[START]
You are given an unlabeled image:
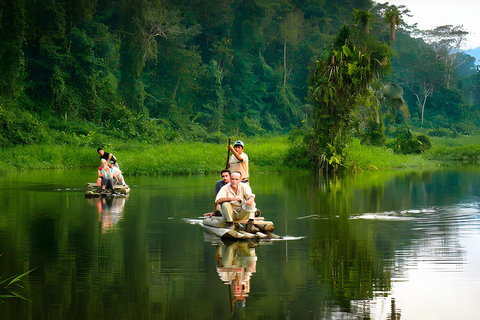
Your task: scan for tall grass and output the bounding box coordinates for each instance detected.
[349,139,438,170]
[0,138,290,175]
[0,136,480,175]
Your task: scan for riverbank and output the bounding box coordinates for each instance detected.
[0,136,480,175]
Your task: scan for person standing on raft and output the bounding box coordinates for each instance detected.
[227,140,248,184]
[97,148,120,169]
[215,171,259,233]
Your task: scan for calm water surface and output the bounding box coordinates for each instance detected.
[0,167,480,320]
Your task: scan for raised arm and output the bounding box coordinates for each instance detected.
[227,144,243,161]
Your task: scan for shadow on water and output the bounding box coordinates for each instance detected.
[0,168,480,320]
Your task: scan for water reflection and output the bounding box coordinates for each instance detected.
[END]
[START]
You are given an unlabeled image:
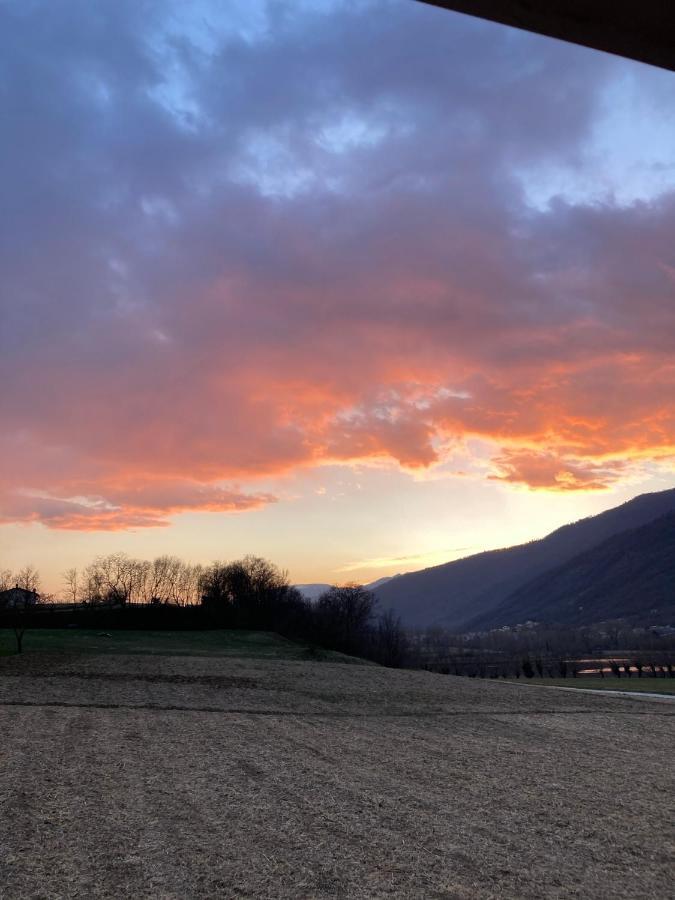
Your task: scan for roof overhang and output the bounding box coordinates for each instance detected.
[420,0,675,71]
[END]
Goal:
In the stretch of data from the line containing "Your task: scan for person" through the line containing "Your task: scan for water", swap "scan for" for "search for" and write out only those lines, keeping everything else the same.

Result of the exercise:
Your task: search for person standing on raft and output the bounding box coordinates for each instance detected.
[227,140,248,184]
[97,148,120,169]
[215,171,259,233]
Your task: search for calm water surface and output the bounding box coordinates for each instance detected.
[0,167,480,320]
Your task: search for raised arm and output the bounding box coordinates for each instance detected.
[227,144,243,161]
Your task: search for shadow on water and output the bounding box coordinates for each instance detected.
[0,168,480,320]
Your task: search for water reflection and output the bounding box coordinates for each instance detected.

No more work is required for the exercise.